Please continue the blog post below about finding a headstone record at Faithlegg Cemetery, picking up right after its last sentence.

# Text excerpt start

Category Archives: Young family

Useful information from gravestones

I have some Irish ancestors and have largely ignored them as Irish records confuse me. However, I was having a look at a document yesterday and found a name I hadn’t added into my family tree.

I had a google of her name and came across the following record from a database of headstones at Faithlegg Cemetery, Cheekpoint, Co. Waterford. The names and location seem to match so I am going to assume it relates to my family. I hardly ever find burial or cemetery records so I was very pleased to find it was legible and had been transcribed after so many years.

# Text excerpt end
# Available data start

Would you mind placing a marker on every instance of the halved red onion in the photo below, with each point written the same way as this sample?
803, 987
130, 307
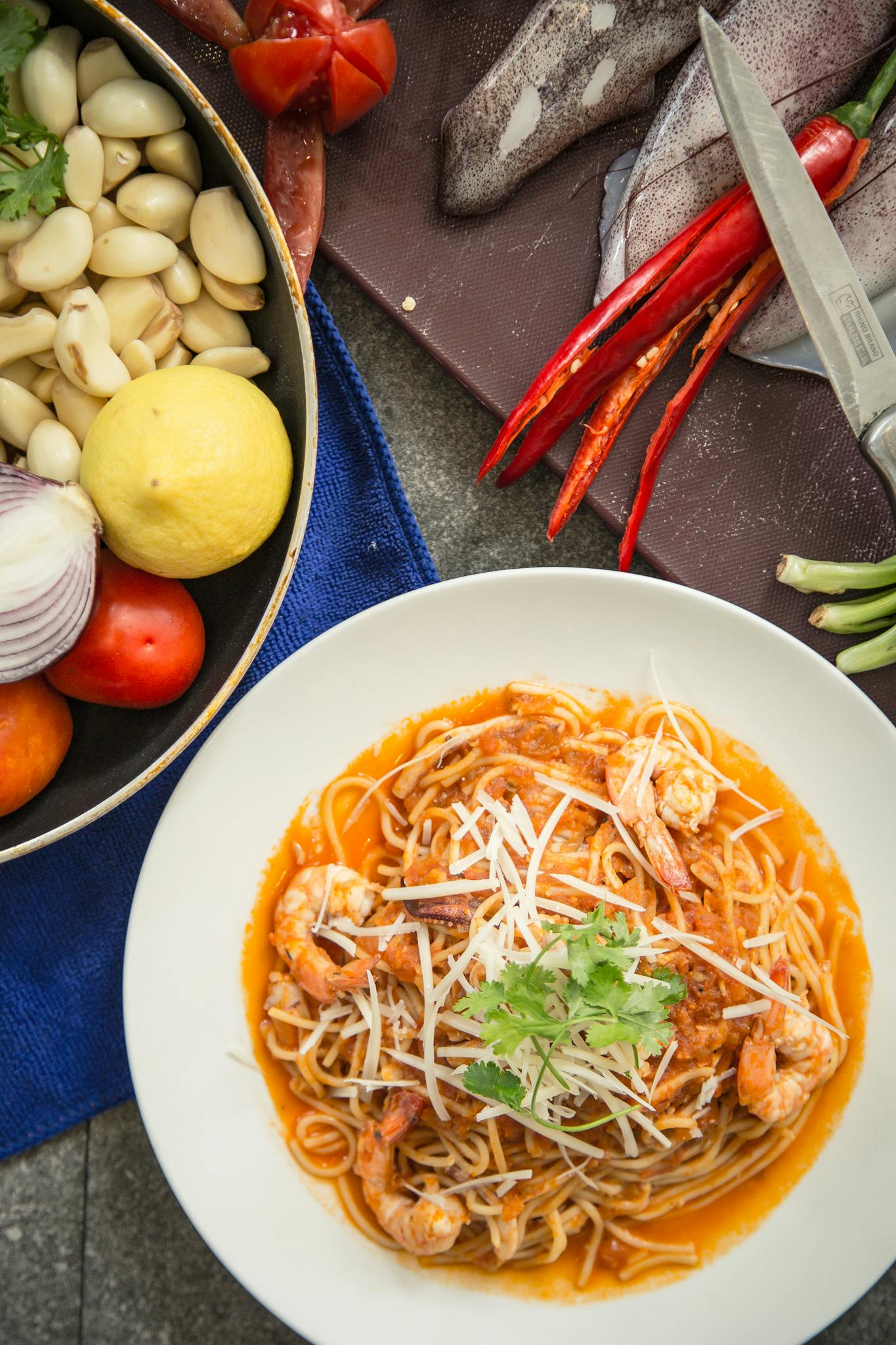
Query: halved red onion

# Available data end

**Exercise response:**
No 73
Sacred | To The Memory of | MARY CATHERINE | wife of Commander | M. YOUNG RN. | who departed this life | the 31st of July 1836. | at Dunmore East aged 42. | and her mother | MARY JOSEPH WERTZ | Wife of Lieut. Colonel | McDERMOTT | of the 3rd Irish Brigade who | departed this life | 18th April | 1850 aged 75 | also MATHEW HANDOCK | 3rd son of Commander M. YOUNG RN. | who departed this life the | 8th October 1854 aged 31. | “May They Rest in Peace. Amen”.

It must have been a large plot to accommodate 3 people. Wonder why she wasn’t buried with her husband? Wonder why their son had a different surname or is it an unusual middle name?

Records of The Royal Naval School

I’ve been doing some further research regarding Blanche Elizabeth Young (1856-1891) who was approved as a candidate at the Royal Naval Female School, Isleworth in 1868 and was there until at least 1871.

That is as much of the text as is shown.